- TEXT SEGMENT -

OUTDOORS: Elwha River fishing moratorium extended

PORT ANGELES — A year-long extension to the now 10-year old moratorium on commercial and recreation fishing on the Elwha River and its tributaries through July 1, 2022 has been announced by the Lower Elwha Klallam Tribe, Olympic National Park and the state Department of Fish and Wildlife.

Implemented at the beginning of the dam removal project in 2011, the moratorium aims to protect depleted native salmonid populations, including four federally listed fish species, to re-colonize habitat between and upstream of the river’s two former dam sites.

Fishing in mountain lakes in the Elwha River basin within Olympic National Park and Lake Sutherland, generally occurring from the fourth Saturday in April through October 31, will not be impacted by the Elwha River closure.

Fisheries biologists note salmon spawning and rearing in habitats upstream of the former Glines Canyon Dam is paramount to successful restoration. These early re-colonizers play an important role in establishing spawning and juvenile rearing in habitats of the upper watershed.

Final obstacles to migrating fish were removed from the Glines Canyon Dam site in 2016.

Fisheries biologists confirmed upstream passage of adult chinook, sockeye, coho, pink, winter and summer steelhead, bull trout and Pacific lamprey past the former Glines Canyon Dam site with some adults reaching as high as river mile 40 in the Elwha.

- WORK INSTRUCTION A -
According to the article on the Elwha River fishing moratorium, through what date has the moratorium been extended?
- WORK INSTRUCTION B -
Translate this sentence from the article on the Elwha River fishing moratorium into Spanish: "Final obstacles to migrating fish were removed from the Glines Canyon Dam site in 2016."
- WORK INSTRUCTION C -
Carry on the article about the Elwha River fishing moratorium, picking up after its final sentence.

- STORED DATA -
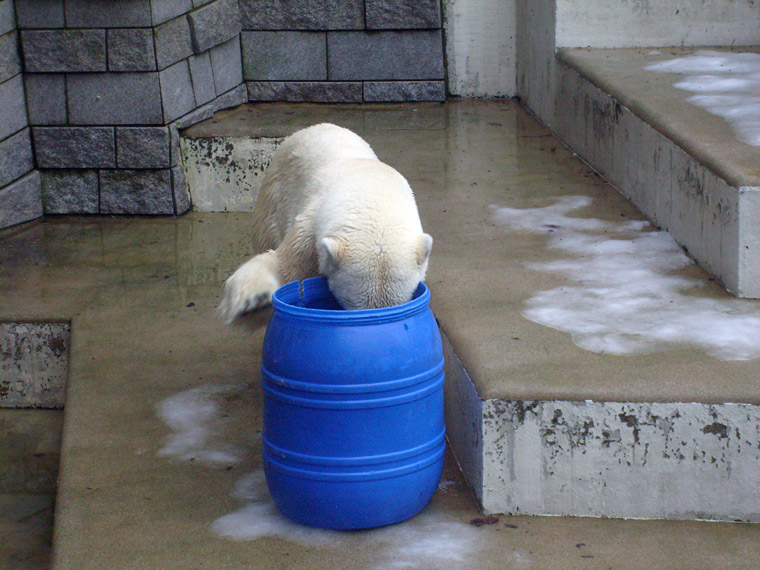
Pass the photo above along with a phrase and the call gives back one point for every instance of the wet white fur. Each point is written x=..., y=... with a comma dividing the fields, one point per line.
x=328, y=206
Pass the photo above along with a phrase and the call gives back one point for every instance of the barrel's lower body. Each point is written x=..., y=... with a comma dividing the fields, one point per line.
x=351, y=461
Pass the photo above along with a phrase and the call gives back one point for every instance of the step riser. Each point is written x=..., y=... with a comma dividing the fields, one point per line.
x=605, y=459
x=718, y=223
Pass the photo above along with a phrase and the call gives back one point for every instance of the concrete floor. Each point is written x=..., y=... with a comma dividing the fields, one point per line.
x=141, y=293
x=30, y=442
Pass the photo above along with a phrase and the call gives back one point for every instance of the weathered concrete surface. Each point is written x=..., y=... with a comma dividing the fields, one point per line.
x=645, y=23
x=30, y=443
x=480, y=47
x=681, y=166
x=224, y=176
x=667, y=460
x=34, y=359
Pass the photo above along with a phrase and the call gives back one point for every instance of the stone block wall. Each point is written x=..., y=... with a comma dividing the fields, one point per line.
x=108, y=84
x=343, y=51
x=20, y=199
x=93, y=92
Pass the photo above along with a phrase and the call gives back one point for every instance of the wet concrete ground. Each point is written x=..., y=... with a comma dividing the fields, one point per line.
x=141, y=293
x=30, y=442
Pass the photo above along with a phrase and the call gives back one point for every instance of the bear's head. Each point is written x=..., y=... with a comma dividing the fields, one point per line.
x=370, y=274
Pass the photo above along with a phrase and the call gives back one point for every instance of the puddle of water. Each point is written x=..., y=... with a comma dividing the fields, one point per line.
x=726, y=84
x=624, y=294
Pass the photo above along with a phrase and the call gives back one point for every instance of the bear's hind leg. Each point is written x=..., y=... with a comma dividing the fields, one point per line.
x=251, y=286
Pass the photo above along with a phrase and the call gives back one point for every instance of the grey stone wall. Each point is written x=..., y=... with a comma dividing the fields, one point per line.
x=343, y=51
x=20, y=198
x=93, y=92
x=108, y=84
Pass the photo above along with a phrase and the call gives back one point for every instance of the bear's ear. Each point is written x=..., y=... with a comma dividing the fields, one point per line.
x=330, y=251
x=423, y=249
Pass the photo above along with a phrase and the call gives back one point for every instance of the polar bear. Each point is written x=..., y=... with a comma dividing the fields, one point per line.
x=328, y=206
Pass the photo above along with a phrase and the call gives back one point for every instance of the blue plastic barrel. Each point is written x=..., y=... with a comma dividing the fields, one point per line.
x=353, y=408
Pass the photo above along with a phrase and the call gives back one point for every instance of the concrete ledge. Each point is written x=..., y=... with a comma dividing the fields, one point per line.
x=681, y=166
x=605, y=459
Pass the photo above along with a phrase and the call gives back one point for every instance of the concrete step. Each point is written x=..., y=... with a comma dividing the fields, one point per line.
x=675, y=130
x=160, y=460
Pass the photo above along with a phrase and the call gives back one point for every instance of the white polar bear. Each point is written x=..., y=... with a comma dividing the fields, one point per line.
x=328, y=206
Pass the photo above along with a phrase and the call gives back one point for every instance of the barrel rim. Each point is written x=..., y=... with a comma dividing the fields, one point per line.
x=285, y=296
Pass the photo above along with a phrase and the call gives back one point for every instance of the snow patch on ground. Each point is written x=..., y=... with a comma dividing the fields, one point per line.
x=726, y=84
x=191, y=416
x=624, y=295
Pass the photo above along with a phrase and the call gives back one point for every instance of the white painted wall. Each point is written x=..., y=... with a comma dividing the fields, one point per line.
x=641, y=23
x=480, y=47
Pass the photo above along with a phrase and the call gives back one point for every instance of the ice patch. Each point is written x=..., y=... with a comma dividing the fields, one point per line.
x=427, y=540
x=191, y=416
x=727, y=84
x=623, y=296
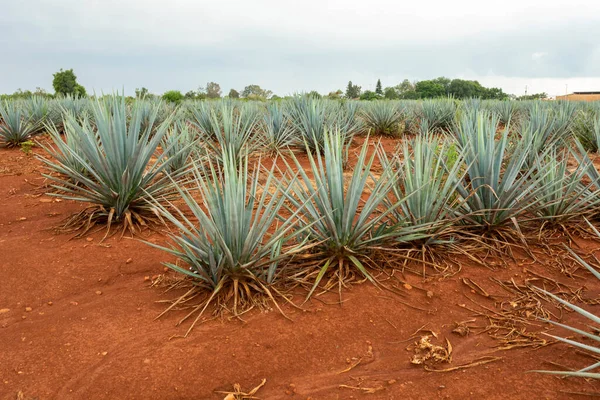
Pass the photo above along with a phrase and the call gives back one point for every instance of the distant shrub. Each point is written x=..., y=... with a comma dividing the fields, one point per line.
x=173, y=96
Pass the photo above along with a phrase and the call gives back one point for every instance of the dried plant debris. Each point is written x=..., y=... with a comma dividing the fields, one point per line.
x=430, y=353
x=462, y=328
x=238, y=394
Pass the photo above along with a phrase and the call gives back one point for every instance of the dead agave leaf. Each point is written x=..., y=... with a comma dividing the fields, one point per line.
x=238, y=394
x=426, y=351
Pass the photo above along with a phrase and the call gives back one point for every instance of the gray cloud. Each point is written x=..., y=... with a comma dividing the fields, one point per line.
x=117, y=49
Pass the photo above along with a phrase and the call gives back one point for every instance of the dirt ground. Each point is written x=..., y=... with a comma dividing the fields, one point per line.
x=77, y=320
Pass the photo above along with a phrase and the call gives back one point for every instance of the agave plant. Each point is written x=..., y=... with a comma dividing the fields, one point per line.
x=438, y=113
x=115, y=169
x=383, y=117
x=312, y=117
x=545, y=128
x=505, y=110
x=495, y=191
x=563, y=195
x=586, y=128
x=234, y=246
x=343, y=216
x=76, y=106
x=278, y=131
x=229, y=127
x=37, y=109
x=179, y=145
x=593, y=322
x=431, y=169
x=15, y=128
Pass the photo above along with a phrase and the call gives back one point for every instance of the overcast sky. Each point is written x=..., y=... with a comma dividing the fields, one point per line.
x=294, y=46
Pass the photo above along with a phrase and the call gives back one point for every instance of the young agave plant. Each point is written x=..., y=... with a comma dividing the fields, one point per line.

- ANSWER AREA A -
July 1, 2022.

- ANSWER AREA B -
Los últimos obstáculos para los peces migratorios se retiraron del sitio de la represa Glines Canyon en 2016.

- ANSWER AREA C -
Chum have been documented upstream of the former Elwha Dam site but not above the Glines Canyon Dam site.

Some fish populations remain low and the lack of habitat utilization in the upper reach of the river indicates that further recolonization and spatial expansion are needed to reach population levels in the Elwha watershed capable of supporting sustainable fisheries.

Fisheries managers note that recreational and commercial fishing will resume when there is broad distribution of spawning adults in newly accessible habitats above the former dam sites, when spawning occurs at a rate that allows for population growth and diversity and when there is a harvestable surplus of fish returning to the Elwha River.

The Elwha River project partners evaluate spawner abundance, extent of distribution, and juvenile production each year throughout the system using a variety of tools including sonar, spawning (redd count) surveys, snorkel surveys, tangle net surveys, and smolt trapping.

Monitoring ecosystem recovery in the Elwha is a cooperative effort among the Lower Elwha Klallam Tribe, Olympic National Park, National Oceanic and Atmospheric Administration/National Marine Fisheries Service, U.S. Fish and Wildlife Service, U.S. Geological Survey, and WDFW.

For Olympic National Park fishing rules, go to nps.gov/olym/planyourvisit/ fishing.htm. For state rules, visit wdfw.wa.gov/fishing/regulations.